▶ _Records for the exercise_:
..........

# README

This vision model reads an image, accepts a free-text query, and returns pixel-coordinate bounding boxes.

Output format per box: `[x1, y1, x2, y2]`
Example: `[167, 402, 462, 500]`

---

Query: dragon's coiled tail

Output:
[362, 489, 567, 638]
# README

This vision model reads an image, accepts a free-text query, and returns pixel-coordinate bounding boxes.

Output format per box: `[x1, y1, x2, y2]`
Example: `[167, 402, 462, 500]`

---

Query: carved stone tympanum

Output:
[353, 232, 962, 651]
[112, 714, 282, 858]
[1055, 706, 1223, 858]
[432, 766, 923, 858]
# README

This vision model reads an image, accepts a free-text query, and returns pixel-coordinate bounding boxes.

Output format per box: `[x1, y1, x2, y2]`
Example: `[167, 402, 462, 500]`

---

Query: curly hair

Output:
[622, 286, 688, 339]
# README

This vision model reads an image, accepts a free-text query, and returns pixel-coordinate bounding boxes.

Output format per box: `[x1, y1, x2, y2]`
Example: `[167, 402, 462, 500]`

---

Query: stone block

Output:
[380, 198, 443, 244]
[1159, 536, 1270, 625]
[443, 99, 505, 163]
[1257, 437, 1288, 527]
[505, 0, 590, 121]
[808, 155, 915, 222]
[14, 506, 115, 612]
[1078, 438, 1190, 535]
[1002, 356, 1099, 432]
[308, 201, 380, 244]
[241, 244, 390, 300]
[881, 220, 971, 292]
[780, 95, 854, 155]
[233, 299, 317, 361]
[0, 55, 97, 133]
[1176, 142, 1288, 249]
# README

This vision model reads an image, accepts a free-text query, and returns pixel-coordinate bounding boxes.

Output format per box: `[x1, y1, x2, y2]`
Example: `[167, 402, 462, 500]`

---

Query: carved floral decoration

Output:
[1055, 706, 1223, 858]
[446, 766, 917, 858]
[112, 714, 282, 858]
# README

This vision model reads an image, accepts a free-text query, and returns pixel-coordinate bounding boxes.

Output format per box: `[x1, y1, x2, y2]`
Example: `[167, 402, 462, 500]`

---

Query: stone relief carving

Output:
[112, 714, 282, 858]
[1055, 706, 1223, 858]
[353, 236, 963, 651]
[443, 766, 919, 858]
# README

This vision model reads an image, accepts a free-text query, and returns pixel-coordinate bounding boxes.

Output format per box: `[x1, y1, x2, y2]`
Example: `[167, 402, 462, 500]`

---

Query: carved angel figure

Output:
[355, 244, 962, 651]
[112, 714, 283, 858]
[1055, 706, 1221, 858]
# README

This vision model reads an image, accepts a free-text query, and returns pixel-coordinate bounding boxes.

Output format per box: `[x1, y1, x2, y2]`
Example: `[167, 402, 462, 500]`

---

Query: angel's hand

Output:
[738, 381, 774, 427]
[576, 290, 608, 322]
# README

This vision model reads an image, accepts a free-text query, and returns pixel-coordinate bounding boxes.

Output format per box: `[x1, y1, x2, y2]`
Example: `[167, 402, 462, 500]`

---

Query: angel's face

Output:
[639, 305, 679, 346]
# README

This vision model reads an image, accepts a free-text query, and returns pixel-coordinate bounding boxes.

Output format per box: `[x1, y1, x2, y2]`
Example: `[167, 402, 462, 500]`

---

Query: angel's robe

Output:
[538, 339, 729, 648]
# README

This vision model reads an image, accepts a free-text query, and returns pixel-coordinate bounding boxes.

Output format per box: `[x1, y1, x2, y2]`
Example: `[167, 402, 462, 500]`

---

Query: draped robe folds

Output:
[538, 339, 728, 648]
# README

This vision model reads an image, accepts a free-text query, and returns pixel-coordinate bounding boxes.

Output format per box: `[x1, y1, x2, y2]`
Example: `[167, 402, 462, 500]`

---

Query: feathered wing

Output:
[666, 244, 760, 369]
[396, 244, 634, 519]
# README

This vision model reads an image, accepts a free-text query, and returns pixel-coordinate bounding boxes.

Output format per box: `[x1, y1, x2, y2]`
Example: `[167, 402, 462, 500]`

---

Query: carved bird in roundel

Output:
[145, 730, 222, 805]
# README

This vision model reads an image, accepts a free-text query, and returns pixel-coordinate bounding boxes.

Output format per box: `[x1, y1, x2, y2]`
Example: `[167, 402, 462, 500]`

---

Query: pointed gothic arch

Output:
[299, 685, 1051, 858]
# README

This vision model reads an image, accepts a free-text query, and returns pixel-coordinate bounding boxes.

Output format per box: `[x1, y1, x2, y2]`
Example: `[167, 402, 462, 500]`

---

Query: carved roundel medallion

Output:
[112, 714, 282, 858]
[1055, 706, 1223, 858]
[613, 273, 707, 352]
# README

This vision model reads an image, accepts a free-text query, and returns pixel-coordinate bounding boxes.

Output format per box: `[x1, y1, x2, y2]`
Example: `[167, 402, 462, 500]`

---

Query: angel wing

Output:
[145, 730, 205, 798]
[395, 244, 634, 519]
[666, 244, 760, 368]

..........

▶ _Your objective_: Extract all the entries word for word.

▶ _Result of the task_:
# README

This vision model reads an image, accepts a free-text query, and returns pixel-coordinate bounding boxes.

Output format per box: `[x1, y1, x2, y2]`
Example: `[167, 402, 462, 500]`

---

Query: dragon's coiled tail

Output:
[362, 489, 567, 638]
# README

This vision model reads an image, accepts a free-text query, and returns pixel-coordinate bounding boxes.

Output format per box: `[x1, y1, x2, y2]`
Example: `[167, 402, 462, 500]`

---

Query: carved stone tympanum

Output:
[353, 232, 962, 651]
[112, 714, 282, 858]
[1055, 706, 1223, 858]
[432, 766, 923, 858]
# README

This vision model reads an image, accepts a free-text query, and returns pixel-coordinate bounding boxes.

Output format per box: `[x1, y1, x2, y2]`
Example: `[167, 402, 462, 500]`

---

Query: curly hair

Output:
[622, 286, 688, 339]
# README

This vision model reads an image, accepts a free-text query, and returns pixel-coordinate bounding boxes.

Output format per box: `[x1, y1, x2, y2]`
Example: `[167, 402, 462, 500]`

---

Query: stone block

Output:
[380, 198, 443, 244]
[1159, 536, 1270, 625]
[443, 99, 505, 163]
[1257, 437, 1288, 527]
[505, 0, 590, 121]
[808, 155, 915, 222]
[14, 506, 115, 612]
[1078, 438, 1190, 535]
[1002, 356, 1099, 432]
[308, 201, 380, 244]
[241, 244, 390, 300]
[881, 220, 971, 292]
[780, 95, 854, 155]
[233, 299, 317, 361]
[0, 55, 97, 133]
[1176, 142, 1288, 249]
# README

This vision model reads an image, accepts a free-text query, and returns pixel-coordinate bounding boxes.

Output format per box: `[x1, y1, x2, y2]`
Example: `[167, 402, 462, 500]`

---

Query: carved floral decoration

Output:
[1055, 706, 1223, 858]
[446, 766, 917, 858]
[112, 714, 282, 858]
# README

This vision model reads an image, accepts a free-text query, and returns pixel-coordinate bounding boxes.

Output format per box: `[x1, y1, x2, y2]`
Example: `[167, 402, 462, 500]`

---

Query: stone relief carving

Output:
[112, 714, 282, 858]
[1055, 706, 1223, 858]
[353, 236, 963, 651]
[443, 766, 919, 858]
# README

This vision model reads an image, accepts a free-text query, and returns pixel-coordinate bounding boxes.

Output format per box: `[x1, y1, x2, y2]`
Example: `[167, 402, 462, 500]`

---

Query: carved angel figure

Output:
[355, 244, 962, 651]
[112, 714, 283, 858]
[1055, 706, 1221, 858]
# README

This vision model reads an image, accepts a free-text query, and returns pixel-coordinate bounding boxes.

Output format per box: `[x1, y1, x2, y2]`
Example: `[167, 402, 462, 500]`

---

Query: angel's hand

Output:
[738, 381, 774, 427]
[576, 290, 608, 322]
# README

This vision model reads an image, accepts a free-text query, and returns pixel-coordinate bounding boxes.

Output format per box: `[x1, y1, x2, y2]`
Example: `[167, 402, 462, 500]`

---

Query: angel's face

Output:
[639, 305, 679, 346]
# README

This vision model reads an image, accepts a free-text query, and returns pixel-coordinate bounding boxes.

Output format per box: `[x1, y1, x2, y2]`
Example: `[167, 402, 462, 500]`

---

Query: angel's robe

Output:
[538, 339, 729, 648]
# README

This vision model reads an image, accepts a free-text query, and returns pixel-coordinate bounding boxes.

Output format per box: `[x1, y1, x2, y2]`
Example: `[167, 402, 462, 500]`

---

Query: draped robe folds

Output:
[538, 339, 728, 648]
# README

This vision model reads an image, accepts a free-text query, and returns pixel-coordinate bounding boxes.

Output format per box: `[x1, y1, x2, y2]`
Example: `[167, 402, 462, 500]`

---

Query: feathered wing

Output:
[666, 244, 760, 369]
[396, 244, 634, 519]
# README

This vision model reads an image, accepts a free-text query, and returns pixel-coordinate bounding boxes.

Output format per box: `[x1, y1, x2, y2]`
Example: `[167, 402, 462, 500]`

---

Query: carved bird in roundel

Output:
[145, 730, 222, 805]
# README

This vision model reads an image, accepts a free-text query, and returns pixel-coordinate bounding boxes.

Output format per box: `[x1, y1, x2, y2]`
Example: `[167, 402, 462, 500]`

---

Query: pointed gothic arch

Output:
[299, 685, 1051, 858]
# README

This vision model reads an image, accepts a free-text query, and returns pixel-coordinate bounding boxes.

Output format per box: `[x1, y1, x2, y2]`
Example: `[167, 402, 462, 500]`

---

Query: carved roundel medallion

Output:
[112, 714, 282, 858]
[1055, 706, 1223, 858]
[613, 273, 707, 352]
# README

This vision model reads an image, accepts a free-text query, and returns pixel-coordinate bounding boxes.

Output format per box: `[x1, y1, x2, y2]`
Example: `[167, 402, 462, 500]`

---

Query: angel wing

Output:
[145, 730, 205, 798]
[395, 244, 634, 519]
[666, 244, 760, 368]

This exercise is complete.